* COMPLETE THE FOLLOWING *
**1.** List every clock time that appears in the passage about the morning run to school, in the order it appears.
**2.** Reproduce word for word the part of the passage about the morning run to school starting with "Once the worst" and going on through "our Planet Earth.".

* PROVIDED PASSAGE *
%%

Once upon a time, I scoffed at running. "Oh, la," said I, "I only run from trouble."
Technically, you could say that my daily morning run is, in fact, from trouble. We are trying to avoid the tardy Patience will get. She's got three, and I'm already in the sights of the Attendance Office for our Egregious Offense of taking a family vacation during the school year (forgive me my ignorant assumption that I, the parent, got to make these sorts of decisions). Then we had a little trouble getting back in routine after our trip, and, well, that's when we racked up the three tardies.
So.
Once the worst of the hot weather allegedly broke (allegedly = I am still wearing tank top and shorts) I set this pretty hard and fast rule of No Driving, Our Feet Work Fine and We Care about our Planet Earth.
Scheduled departure time: 7:45 a.m.
School bell: 8:05 a.m.
School tardy bell: 8:15 a.m.
Actual departure time: "For goodness' sake GET DOWNSTAIRS NOW! I don't CARE that these are the orange socks not the magenta socks and NO you do not need the rubber lizard in your backpack today! What do you MEAN you are hungry, you ate a waffle, a cheese stick and oatmeal...GET TO THE DOOR...GO! MOVE IT! Put some MUSCLE behind the HUSTLE! MOVE IT LADIES!" 8:00 a.m.
So, there we are, already behind the 8 ball (no pun intended).
I shake out my legs and we are off. Patience is either on her bike, or riding the platform on the back of the stroller. Persistence sits in the stroller--a la Princess (which, by the way, is the only name she will answer to for the last two weeks, and you would not believe her wardrobe and the rest? You'd think I am making it up except I have (a) teacher backup here and (b) photographic evidence that I am in negotiation with the school to buy back. And you'll just have to wait patiently for this story as it requires signature authorization from the parent of the other child involved. I'll give you a teaser though: cross dressing.)

%%

* DATA FOR REVIEW *
%%

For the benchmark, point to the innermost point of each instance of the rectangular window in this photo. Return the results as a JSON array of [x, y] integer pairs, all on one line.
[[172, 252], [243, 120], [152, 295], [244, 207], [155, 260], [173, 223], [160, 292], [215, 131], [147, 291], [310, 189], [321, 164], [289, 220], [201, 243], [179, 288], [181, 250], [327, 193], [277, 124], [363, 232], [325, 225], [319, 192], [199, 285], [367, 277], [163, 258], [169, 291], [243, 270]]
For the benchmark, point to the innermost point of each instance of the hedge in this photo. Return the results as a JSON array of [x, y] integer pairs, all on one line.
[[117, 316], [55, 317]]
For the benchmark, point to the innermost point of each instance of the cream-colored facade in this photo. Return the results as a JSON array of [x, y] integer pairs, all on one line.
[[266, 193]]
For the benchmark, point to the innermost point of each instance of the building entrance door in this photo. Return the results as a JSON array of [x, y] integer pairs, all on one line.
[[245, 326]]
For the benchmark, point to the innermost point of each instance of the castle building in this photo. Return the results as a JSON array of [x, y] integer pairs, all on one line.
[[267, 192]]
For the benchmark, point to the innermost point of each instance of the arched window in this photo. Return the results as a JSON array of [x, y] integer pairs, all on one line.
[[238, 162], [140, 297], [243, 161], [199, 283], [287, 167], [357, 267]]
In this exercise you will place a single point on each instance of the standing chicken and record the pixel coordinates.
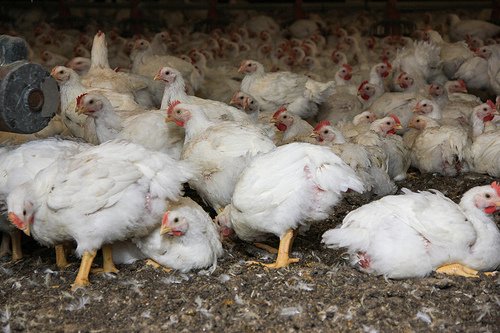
(107, 193)
(285, 189)
(20, 165)
(187, 238)
(298, 93)
(109, 125)
(411, 235)
(220, 151)
(440, 149)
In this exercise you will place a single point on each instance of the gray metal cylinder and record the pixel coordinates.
(29, 96)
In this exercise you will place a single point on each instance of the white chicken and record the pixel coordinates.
(285, 189)
(368, 162)
(109, 125)
(175, 91)
(382, 133)
(293, 127)
(220, 151)
(147, 64)
(439, 149)
(187, 238)
(107, 193)
(298, 93)
(21, 164)
(412, 235)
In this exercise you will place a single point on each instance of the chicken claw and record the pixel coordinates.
(151, 262)
(266, 247)
(61, 261)
(282, 259)
(108, 266)
(82, 278)
(457, 269)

%%

* EXPECTED OUTPUTS *
**1.** 7:45 a.m., 8:05 a.m., 8:15 a.m., 8:00 a.m.

**2.**
Once the worst of the hot weather allegedly broke (allegedly = I am still wearing tank top and shorts) I set this pretty hard and fast rule of No Driving, Our Feet Work Fine and We Care about our Planet Earth.